Available data ▸
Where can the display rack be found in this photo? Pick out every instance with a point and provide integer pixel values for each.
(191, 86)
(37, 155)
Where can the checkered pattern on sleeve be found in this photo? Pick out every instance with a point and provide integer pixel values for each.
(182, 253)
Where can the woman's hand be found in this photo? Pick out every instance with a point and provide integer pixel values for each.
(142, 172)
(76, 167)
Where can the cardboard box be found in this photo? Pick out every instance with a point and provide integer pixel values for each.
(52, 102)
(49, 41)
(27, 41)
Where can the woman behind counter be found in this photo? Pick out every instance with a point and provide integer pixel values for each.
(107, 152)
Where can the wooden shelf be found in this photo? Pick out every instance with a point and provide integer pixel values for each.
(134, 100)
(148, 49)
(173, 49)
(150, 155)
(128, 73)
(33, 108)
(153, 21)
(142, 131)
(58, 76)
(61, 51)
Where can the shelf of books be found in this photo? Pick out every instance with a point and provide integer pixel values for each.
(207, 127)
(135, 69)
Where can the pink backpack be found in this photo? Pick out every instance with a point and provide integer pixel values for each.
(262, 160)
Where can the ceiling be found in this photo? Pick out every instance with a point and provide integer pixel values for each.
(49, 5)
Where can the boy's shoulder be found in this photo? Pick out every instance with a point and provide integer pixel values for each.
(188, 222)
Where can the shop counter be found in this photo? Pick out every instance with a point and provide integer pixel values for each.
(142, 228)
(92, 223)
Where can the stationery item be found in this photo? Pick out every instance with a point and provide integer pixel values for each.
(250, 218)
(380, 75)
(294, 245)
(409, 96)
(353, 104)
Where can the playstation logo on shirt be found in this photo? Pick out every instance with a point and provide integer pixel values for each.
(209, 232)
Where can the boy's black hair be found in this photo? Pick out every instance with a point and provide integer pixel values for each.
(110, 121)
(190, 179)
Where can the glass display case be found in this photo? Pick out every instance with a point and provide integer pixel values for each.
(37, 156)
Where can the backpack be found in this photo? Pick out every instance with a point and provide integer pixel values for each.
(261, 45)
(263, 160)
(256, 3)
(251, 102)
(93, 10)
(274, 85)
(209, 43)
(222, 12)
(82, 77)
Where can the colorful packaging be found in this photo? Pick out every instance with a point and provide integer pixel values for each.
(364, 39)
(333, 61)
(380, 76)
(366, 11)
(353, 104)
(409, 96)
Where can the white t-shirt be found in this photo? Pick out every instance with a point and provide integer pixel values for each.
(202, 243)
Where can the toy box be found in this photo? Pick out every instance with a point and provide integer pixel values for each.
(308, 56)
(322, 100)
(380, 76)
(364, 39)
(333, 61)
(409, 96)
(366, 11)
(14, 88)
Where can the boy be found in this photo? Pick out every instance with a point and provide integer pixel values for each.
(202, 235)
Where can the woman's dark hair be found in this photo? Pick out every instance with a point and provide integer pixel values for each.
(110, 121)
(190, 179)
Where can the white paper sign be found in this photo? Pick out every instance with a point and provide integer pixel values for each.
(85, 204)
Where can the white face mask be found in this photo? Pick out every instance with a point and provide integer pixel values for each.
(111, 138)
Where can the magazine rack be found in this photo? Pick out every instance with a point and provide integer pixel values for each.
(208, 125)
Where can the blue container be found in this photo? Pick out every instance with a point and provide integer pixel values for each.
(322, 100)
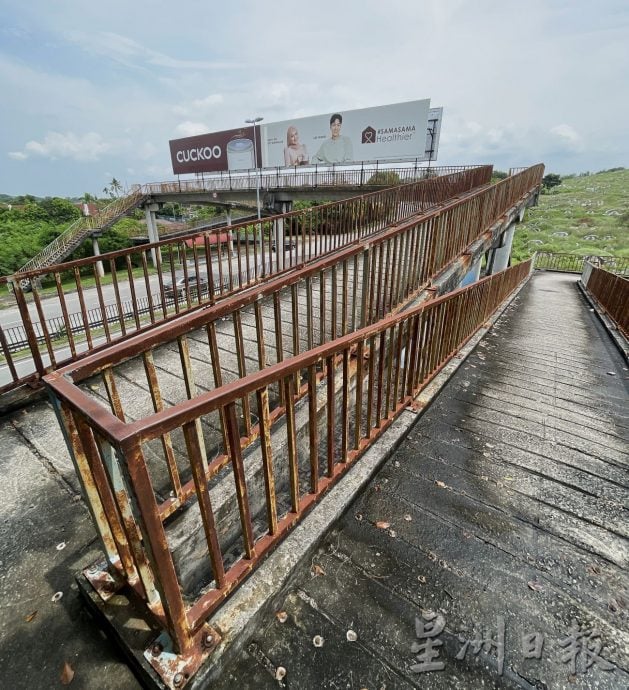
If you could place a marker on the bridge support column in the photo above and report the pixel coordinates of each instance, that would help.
(503, 253)
(473, 274)
(230, 237)
(151, 227)
(278, 235)
(96, 251)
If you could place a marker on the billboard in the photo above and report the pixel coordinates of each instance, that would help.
(352, 136)
(232, 149)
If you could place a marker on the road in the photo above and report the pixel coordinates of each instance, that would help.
(51, 307)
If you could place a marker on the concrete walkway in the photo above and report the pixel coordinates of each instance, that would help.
(492, 547)
(507, 502)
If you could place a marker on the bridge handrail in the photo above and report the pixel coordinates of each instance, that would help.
(297, 177)
(414, 345)
(357, 219)
(82, 227)
(567, 262)
(611, 291)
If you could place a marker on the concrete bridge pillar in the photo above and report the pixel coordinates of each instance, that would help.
(503, 253)
(151, 226)
(96, 251)
(473, 274)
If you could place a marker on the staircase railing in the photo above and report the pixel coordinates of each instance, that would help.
(72, 236)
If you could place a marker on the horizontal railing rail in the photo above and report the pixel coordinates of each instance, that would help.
(611, 292)
(290, 314)
(228, 267)
(343, 394)
(310, 177)
(574, 263)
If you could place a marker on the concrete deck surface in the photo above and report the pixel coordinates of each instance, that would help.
(505, 508)
(507, 501)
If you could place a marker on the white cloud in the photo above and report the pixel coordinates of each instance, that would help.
(86, 147)
(567, 138)
(190, 129)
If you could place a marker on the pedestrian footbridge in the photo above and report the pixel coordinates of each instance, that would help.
(281, 492)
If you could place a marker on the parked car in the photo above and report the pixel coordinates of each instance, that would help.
(179, 288)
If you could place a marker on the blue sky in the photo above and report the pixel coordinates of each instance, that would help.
(95, 90)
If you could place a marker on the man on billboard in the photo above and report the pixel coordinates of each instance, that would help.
(336, 149)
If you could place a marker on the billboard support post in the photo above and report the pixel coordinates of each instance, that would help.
(254, 121)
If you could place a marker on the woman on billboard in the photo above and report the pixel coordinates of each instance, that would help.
(295, 152)
(336, 149)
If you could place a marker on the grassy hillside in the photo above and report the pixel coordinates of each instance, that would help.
(585, 214)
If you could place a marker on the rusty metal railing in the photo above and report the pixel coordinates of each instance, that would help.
(355, 386)
(573, 263)
(302, 177)
(611, 292)
(287, 315)
(138, 296)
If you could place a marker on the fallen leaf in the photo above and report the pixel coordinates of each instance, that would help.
(535, 586)
(67, 674)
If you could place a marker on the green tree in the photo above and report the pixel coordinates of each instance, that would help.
(59, 210)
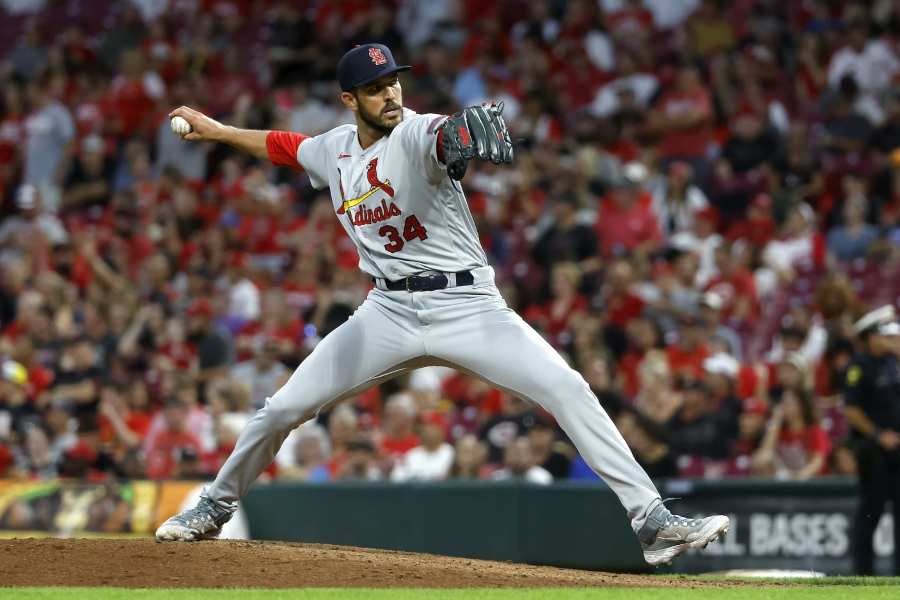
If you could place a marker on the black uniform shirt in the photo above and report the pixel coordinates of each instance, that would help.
(873, 384)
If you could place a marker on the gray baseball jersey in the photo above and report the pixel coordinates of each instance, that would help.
(407, 217)
(394, 199)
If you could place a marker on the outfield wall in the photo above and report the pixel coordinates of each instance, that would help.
(774, 525)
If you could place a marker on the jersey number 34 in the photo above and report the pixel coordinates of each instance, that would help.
(412, 229)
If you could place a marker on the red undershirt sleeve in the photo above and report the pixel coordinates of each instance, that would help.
(440, 146)
(282, 147)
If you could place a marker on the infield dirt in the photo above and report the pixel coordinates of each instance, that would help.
(145, 563)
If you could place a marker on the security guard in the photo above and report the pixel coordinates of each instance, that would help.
(872, 398)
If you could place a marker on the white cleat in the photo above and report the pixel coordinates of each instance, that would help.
(666, 536)
(202, 522)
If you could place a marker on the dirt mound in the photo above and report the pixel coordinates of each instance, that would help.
(145, 563)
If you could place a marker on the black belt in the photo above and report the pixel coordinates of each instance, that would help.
(427, 283)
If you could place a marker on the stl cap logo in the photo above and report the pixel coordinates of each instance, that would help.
(377, 56)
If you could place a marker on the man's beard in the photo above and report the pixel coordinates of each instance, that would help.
(377, 122)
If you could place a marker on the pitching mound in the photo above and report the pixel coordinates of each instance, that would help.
(145, 563)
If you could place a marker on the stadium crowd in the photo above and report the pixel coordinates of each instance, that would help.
(706, 196)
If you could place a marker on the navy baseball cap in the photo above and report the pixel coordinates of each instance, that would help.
(366, 63)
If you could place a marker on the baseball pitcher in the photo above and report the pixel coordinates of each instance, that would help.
(394, 184)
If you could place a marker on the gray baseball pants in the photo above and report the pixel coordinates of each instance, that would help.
(467, 327)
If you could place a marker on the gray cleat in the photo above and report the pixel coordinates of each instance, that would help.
(665, 536)
(202, 522)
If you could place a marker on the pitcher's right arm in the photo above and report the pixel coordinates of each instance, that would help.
(280, 147)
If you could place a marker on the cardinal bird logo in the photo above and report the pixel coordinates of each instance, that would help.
(377, 56)
(377, 185)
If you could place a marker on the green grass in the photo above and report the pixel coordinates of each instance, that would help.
(815, 592)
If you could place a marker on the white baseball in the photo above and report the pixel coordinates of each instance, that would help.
(180, 126)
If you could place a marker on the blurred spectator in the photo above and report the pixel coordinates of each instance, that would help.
(399, 421)
(50, 132)
(683, 119)
(172, 443)
(676, 200)
(550, 453)
(567, 238)
(263, 373)
(32, 225)
(519, 464)
(469, 457)
(311, 451)
(626, 222)
(360, 463)
(430, 461)
(794, 446)
(852, 239)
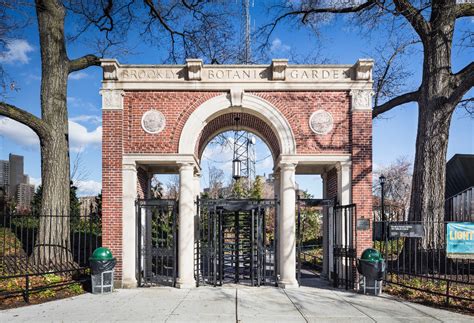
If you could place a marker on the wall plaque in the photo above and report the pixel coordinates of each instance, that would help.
(398, 230)
(321, 122)
(153, 121)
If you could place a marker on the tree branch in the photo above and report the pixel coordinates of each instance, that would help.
(83, 62)
(306, 12)
(464, 10)
(421, 26)
(26, 118)
(463, 82)
(399, 100)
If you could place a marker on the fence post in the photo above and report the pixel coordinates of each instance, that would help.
(447, 293)
(27, 288)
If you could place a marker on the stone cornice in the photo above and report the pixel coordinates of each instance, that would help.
(279, 75)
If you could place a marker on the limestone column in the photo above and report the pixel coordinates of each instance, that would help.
(129, 195)
(186, 227)
(344, 183)
(287, 234)
(326, 210)
(197, 185)
(276, 190)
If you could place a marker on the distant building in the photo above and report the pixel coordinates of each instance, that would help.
(87, 205)
(24, 195)
(16, 175)
(4, 174)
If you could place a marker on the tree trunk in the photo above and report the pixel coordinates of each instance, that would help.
(429, 173)
(53, 244)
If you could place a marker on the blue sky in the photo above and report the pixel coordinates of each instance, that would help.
(340, 42)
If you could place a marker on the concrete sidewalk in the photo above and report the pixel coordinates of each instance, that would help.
(230, 304)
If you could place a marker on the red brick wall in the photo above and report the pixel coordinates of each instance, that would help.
(112, 184)
(175, 106)
(331, 184)
(122, 133)
(297, 108)
(362, 172)
(142, 183)
(246, 120)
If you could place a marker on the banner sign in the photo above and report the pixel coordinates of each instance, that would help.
(399, 230)
(460, 240)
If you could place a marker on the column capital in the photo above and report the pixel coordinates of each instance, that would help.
(343, 165)
(287, 166)
(129, 167)
(186, 166)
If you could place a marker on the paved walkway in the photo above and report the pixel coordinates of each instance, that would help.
(230, 304)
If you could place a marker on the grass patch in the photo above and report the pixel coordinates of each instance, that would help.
(422, 290)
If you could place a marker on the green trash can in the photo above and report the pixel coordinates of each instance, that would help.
(102, 265)
(371, 267)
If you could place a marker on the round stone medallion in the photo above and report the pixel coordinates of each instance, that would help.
(321, 122)
(153, 121)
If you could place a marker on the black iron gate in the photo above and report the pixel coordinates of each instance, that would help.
(311, 246)
(236, 242)
(157, 242)
(345, 246)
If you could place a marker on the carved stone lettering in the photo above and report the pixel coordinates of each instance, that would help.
(111, 99)
(153, 121)
(361, 99)
(321, 122)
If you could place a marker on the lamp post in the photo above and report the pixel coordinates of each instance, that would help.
(382, 184)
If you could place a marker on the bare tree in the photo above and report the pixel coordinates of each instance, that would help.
(190, 29)
(397, 188)
(441, 90)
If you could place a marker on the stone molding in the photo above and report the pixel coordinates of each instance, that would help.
(222, 104)
(112, 99)
(278, 69)
(321, 122)
(236, 96)
(361, 99)
(279, 75)
(153, 121)
(194, 67)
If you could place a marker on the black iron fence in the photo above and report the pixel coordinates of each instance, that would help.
(39, 252)
(416, 257)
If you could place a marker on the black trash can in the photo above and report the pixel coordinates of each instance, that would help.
(102, 271)
(371, 267)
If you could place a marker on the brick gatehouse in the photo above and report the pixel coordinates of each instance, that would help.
(316, 119)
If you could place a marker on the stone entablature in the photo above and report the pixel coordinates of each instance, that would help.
(357, 76)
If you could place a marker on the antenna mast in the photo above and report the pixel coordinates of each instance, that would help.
(244, 141)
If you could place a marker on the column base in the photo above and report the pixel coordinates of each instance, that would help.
(129, 283)
(288, 284)
(186, 285)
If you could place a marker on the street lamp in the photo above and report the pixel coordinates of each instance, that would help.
(384, 225)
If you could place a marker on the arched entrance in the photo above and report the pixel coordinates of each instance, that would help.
(157, 119)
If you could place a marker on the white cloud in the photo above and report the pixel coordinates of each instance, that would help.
(78, 75)
(18, 133)
(278, 46)
(17, 52)
(35, 181)
(87, 118)
(88, 188)
(75, 102)
(80, 137)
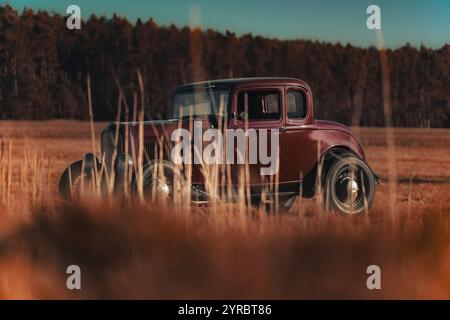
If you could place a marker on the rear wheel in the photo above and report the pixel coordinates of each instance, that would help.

Your task ▸ Without the pictures, transcribe the lines from the one containing "If you could place a marker on the street" through the end of the data, exactly and only those.

Worked solution ▸
If you could place a marker on the street lamp in the photo above and report the pixel coordinates of each instance, that would help.
(384, 225)
If you could place a marker on the arched entrance in the photo above and report the pixel coordinates of each instance, that would help.
(157, 119)
If you could place a marker on the white cloud in the photo above and report the pixel coordinates of each instance, that would help.
(78, 75)
(18, 133)
(278, 46)
(17, 52)
(35, 181)
(87, 118)
(88, 188)
(75, 102)
(80, 137)
If you could place a marker on the rear wheel in the photo above and report the pixel coordinates of each instance, that would help.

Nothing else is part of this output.